◆ Written request A ◆
Answer these questions about the excerpt on children's book controversies:
(i) What dish do families prepare in "A Fine Dessert"?
(ii) Which publisher recalled copies of "When We Was Fierce"?
(iii) In what month did controversy swirl around "There Is a Tribe of Kids"?

──────── Excerpt provided

Such exquisite sensitivities put a lot of well-meaning people into terrible predicaments in 2016. In the children’s literary realm, where “diversity” has become the lodestar, the year began and ended with choler, indignation and the repudiation of books.

. . . .

That controversy was reminiscent of an earlier one, when ignominy befell author Emily Jenkins and illustrator Sophie Blackall, who are white, for their 2015 picture book “A Fine Dessert,” published by Schwartz + Wade. The story traces four centuries of social and domestic change by showing the evolving ways in which families have prepared a sweet dish called blackberry fool. The book’s crime, to its detractors, was what one called the story’s “degrading” depiction of an enslaved mother and daughter in 1810 enjoying themselves as they make and taste the dessert.

In July, controversy swirled around Lane Smith’s picture book “There Is a Tribe of Kids” (which publisher Roaring Brook did not recall) for representing children in a natural setting with feathers in their hair (see below)—as if, critics said, they were “playing Indian.” In August, Candlewick recalled copies of E.E. Charlton-Trujillo’s young-adult novel “When We Was Fierce.” Early critical praise had morphed into social-media wrath over the author’s use of an invented urban dialect that was, in the words of one prominent fault-finder, “deeply insensitive.”

────────────────

◆ Written request B ◆
Convert the records into a numbered list, from the line with "point: small sprout" up to and including the last line of the records, leaving out blank lines.

──────── Information given

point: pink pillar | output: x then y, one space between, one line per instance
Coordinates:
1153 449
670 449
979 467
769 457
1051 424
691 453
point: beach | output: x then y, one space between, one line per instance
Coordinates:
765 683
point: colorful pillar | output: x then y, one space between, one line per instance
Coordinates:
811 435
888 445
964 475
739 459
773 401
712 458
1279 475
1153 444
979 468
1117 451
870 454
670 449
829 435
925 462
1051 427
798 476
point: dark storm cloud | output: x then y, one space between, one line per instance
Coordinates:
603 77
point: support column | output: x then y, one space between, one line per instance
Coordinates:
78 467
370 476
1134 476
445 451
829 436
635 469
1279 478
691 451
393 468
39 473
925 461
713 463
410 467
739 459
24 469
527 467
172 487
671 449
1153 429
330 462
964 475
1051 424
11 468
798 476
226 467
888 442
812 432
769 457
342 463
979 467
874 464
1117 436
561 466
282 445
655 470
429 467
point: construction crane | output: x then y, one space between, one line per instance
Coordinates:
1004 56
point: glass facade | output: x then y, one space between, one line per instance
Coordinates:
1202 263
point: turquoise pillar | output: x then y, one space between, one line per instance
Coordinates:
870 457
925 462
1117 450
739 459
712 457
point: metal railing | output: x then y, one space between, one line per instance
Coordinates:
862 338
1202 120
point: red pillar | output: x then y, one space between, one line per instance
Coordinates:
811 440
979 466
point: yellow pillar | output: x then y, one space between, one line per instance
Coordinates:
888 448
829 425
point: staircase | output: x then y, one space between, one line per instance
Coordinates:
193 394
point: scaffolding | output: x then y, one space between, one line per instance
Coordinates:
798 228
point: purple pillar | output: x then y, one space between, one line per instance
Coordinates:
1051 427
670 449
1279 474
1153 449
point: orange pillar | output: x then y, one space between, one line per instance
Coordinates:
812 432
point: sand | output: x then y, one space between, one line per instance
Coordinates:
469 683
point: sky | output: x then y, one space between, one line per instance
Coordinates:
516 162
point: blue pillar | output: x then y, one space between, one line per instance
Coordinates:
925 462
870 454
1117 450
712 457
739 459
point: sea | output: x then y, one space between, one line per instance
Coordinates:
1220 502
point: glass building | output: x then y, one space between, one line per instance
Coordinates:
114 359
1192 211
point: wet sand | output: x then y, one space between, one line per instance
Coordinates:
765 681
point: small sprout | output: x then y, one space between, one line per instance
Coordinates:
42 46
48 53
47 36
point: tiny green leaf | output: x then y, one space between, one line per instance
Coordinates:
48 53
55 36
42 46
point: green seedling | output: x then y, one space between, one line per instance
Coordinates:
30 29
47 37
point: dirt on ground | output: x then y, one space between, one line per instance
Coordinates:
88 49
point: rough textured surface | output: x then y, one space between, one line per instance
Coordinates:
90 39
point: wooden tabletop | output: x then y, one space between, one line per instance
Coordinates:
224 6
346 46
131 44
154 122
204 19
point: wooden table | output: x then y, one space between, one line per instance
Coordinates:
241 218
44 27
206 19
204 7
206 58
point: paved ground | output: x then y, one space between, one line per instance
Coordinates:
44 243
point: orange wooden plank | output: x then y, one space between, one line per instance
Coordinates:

────────────────

◆ Final result A ◆
(i) Blackberry fool
(ii) Candlewick
(iii) July

◆ Final result B ◆
1. point: small sprout | output: x then y, one space between, one line per instance
2. Coordinates:
3. 42 46
4. 48 53
5. 47 36
6. point: tiny green leaf | output: x then y, one space between, one line per instance
7. Coordinates:
8. 48 53
9. 55 36
10. 42 46
11. point: green seedling | output: x then y, one space between, one line per instance
12. Coordinates:
13. 30 29
14. 47 37
15. point: dirt on ground | output: x then y, one space between, one line per instance
16. Coordinates:
17. 88 49
18. point: rough textured surface | output: x then y, one space between, one line per instance
19. Coordinates:
20. 90 39
21. point: wooden tabletop | output: x then y, one space between, one line per instance
22. Coordinates:
23. 224 6
24. 346 46
25. 131 44
26. 154 122
27. 204 19
28. point: wooden table | output: x then y, one space between, one line per instance
29. Coordinates:
30. 241 218
31. 44 27
32. 206 19
33. 204 7
34. 206 58
35. point: paved ground | output: x then y, one space between, one line per instance
36. Coordinates:
37. 44 243
38. point: orange wooden plank | output: x then y, one space between, one line per instance
39. Coordinates:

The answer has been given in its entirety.